==== The data

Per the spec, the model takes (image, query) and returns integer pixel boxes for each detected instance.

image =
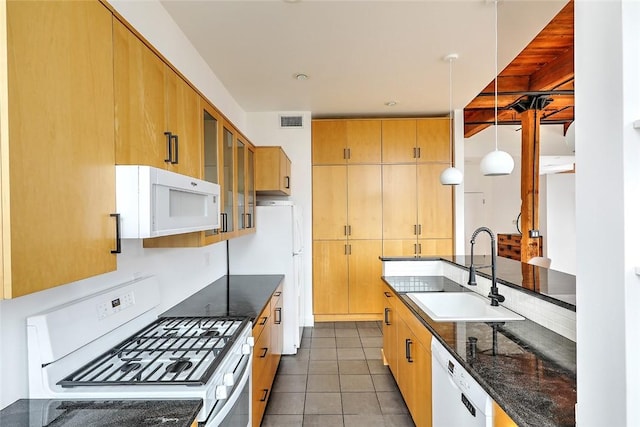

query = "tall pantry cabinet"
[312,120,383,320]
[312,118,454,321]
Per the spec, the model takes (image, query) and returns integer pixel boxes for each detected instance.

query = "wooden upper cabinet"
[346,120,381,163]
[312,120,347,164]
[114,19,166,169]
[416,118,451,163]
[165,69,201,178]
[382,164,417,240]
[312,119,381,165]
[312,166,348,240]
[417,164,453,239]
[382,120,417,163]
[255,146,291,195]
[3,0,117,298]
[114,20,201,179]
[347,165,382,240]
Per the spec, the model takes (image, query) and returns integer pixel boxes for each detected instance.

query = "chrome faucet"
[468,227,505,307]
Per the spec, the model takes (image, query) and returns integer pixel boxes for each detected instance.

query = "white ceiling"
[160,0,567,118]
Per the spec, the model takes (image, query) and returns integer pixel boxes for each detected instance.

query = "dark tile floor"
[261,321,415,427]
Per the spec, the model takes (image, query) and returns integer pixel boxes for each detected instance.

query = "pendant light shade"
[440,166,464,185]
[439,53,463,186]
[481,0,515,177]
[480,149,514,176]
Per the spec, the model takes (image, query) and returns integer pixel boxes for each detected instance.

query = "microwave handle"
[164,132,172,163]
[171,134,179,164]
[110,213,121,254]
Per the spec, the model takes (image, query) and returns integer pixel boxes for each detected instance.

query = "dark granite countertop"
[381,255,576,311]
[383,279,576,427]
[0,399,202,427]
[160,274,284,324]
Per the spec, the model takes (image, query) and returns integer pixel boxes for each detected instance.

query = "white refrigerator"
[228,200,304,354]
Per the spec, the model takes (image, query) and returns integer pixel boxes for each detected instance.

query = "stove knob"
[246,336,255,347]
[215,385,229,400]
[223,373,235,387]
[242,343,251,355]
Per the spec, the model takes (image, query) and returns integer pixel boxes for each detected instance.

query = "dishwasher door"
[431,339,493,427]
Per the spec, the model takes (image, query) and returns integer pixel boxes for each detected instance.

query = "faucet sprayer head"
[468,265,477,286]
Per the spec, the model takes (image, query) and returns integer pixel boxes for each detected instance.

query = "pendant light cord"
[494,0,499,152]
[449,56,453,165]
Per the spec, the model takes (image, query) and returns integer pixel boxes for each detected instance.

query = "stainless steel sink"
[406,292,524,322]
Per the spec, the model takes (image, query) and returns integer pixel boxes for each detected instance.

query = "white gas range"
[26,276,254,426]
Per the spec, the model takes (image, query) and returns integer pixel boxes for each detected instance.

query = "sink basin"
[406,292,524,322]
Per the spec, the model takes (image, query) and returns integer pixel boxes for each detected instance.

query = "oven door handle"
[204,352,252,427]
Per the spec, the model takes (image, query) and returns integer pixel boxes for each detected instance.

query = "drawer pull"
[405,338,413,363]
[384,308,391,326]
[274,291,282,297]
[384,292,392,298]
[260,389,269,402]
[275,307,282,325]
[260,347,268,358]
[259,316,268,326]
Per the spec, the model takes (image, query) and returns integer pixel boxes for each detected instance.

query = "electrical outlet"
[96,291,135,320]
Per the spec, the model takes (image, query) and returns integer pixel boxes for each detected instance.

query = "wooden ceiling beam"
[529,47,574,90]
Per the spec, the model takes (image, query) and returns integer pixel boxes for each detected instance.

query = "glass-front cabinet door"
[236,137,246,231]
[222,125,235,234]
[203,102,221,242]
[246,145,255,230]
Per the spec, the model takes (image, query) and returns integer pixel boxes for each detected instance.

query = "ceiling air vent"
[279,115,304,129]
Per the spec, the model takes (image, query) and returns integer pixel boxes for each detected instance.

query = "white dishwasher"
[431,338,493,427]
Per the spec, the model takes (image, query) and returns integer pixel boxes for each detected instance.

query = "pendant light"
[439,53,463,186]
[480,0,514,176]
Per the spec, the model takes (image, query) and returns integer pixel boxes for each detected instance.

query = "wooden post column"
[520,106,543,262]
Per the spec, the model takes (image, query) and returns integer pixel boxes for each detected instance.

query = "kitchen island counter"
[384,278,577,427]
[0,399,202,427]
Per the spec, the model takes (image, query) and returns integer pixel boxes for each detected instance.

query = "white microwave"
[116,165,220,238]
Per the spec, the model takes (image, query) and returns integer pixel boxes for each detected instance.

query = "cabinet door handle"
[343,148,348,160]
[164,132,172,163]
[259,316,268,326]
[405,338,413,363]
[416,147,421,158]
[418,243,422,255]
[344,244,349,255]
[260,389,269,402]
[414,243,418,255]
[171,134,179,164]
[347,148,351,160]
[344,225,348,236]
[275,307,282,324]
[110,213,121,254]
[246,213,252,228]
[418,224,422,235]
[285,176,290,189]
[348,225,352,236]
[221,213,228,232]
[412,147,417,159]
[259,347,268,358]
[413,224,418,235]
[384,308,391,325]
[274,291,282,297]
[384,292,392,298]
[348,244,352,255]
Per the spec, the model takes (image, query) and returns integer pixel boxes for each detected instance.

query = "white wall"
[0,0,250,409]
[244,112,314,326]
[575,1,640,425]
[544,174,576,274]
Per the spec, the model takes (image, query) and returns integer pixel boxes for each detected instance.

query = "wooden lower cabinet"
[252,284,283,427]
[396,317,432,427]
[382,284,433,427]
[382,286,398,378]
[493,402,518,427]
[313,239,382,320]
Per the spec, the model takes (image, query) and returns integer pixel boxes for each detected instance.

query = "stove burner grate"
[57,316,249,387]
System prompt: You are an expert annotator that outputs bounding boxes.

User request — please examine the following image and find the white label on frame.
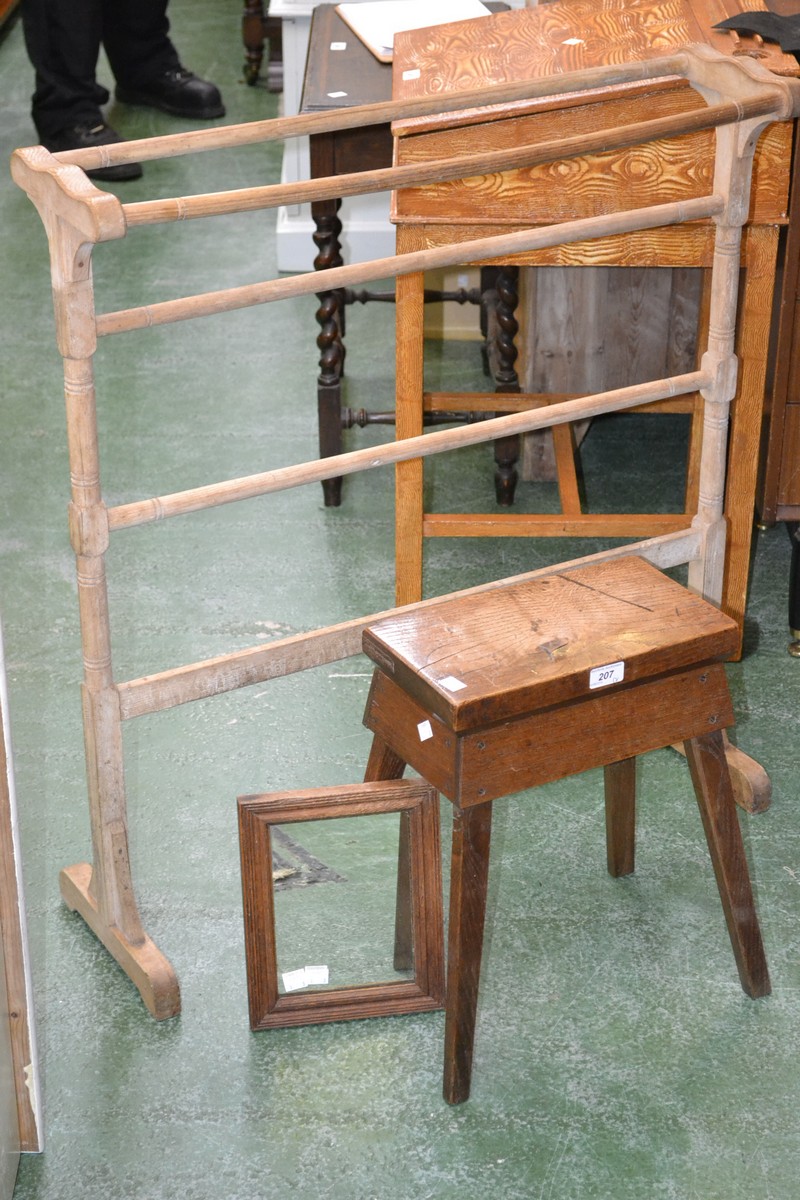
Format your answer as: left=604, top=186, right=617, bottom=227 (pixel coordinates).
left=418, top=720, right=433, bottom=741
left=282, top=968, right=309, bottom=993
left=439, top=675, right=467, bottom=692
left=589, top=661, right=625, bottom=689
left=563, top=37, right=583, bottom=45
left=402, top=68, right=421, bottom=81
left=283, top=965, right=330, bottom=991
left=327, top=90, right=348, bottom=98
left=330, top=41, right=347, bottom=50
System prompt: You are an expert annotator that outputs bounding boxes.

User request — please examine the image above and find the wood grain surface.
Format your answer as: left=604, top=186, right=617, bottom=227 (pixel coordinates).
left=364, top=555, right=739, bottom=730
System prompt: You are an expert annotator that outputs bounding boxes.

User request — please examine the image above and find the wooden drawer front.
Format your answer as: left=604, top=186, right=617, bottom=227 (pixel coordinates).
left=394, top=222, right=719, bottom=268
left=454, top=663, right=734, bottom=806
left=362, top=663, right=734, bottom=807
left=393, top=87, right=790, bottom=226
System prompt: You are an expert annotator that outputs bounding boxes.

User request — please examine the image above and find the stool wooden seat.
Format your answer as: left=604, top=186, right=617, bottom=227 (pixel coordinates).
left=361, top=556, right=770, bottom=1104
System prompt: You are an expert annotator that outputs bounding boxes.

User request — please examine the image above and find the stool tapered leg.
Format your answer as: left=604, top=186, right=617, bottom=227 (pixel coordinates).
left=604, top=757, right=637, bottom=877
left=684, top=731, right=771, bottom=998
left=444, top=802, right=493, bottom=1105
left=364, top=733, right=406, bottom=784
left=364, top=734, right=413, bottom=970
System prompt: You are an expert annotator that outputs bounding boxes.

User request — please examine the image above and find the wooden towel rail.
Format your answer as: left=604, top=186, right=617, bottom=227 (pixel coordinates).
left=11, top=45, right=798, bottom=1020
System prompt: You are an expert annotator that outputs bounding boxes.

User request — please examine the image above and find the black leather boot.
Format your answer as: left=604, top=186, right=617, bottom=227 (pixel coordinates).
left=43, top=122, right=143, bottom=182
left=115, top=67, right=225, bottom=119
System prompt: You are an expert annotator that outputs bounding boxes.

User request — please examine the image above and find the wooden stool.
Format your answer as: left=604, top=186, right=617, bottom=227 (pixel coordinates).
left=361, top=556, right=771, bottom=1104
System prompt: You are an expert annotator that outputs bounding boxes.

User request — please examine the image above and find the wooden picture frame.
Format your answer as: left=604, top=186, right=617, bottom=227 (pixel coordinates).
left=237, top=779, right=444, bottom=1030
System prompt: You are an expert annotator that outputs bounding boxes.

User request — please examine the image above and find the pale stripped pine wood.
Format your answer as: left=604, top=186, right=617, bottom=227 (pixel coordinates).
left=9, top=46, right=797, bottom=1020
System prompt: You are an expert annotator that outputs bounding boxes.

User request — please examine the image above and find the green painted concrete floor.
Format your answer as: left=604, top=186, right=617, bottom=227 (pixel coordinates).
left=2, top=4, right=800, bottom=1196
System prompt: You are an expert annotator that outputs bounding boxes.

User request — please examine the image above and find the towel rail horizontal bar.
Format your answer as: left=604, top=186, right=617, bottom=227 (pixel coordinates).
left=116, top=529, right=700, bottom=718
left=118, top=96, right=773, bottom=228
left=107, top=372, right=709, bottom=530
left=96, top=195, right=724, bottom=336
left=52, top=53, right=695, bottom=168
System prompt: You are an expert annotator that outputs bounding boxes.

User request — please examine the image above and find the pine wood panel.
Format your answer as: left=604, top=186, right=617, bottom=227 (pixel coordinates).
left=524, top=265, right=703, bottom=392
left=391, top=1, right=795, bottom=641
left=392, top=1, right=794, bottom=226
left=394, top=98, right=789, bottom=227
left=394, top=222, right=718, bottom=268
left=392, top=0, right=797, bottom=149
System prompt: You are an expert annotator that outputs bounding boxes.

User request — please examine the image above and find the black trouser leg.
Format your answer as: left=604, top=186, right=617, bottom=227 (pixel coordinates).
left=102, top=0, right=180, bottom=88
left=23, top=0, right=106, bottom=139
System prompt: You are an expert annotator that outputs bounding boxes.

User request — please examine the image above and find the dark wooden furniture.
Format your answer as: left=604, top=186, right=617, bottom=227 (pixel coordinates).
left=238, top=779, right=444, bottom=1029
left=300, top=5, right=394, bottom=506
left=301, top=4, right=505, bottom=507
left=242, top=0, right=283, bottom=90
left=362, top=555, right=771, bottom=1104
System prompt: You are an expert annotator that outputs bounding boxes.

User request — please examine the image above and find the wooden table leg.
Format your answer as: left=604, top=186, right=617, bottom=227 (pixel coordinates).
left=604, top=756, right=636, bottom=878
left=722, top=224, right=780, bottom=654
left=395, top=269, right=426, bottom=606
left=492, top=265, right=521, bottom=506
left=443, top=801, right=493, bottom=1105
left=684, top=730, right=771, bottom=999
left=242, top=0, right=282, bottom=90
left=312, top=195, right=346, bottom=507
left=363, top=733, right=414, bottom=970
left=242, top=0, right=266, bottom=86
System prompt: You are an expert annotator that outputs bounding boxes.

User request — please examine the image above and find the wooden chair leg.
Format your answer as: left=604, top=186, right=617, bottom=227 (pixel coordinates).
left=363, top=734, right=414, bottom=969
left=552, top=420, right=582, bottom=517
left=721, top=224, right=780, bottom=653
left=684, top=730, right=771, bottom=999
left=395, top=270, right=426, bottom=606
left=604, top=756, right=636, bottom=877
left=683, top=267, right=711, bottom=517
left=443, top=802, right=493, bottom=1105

========

▶ **Problem details**
From the entries above, copy out every line where the string "black" appears.

▶ **Your solution**
User request — please examine the image above and find the black leather boot.
User request — please examine the image above and find the black trouser leg.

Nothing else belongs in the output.